/---

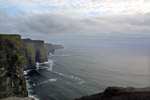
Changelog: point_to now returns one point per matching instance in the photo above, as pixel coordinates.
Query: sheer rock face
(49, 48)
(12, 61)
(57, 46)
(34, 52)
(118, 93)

\---

▸ **Task directions**
Write the material out again exactly as it appears, dropping the pictures.

▸ **The answer**
Changelog: point_to now returns one point per matching instance in the photo above, as pixel coordinates.
Query: sheer rock face
(49, 48)
(12, 61)
(57, 46)
(34, 52)
(118, 93)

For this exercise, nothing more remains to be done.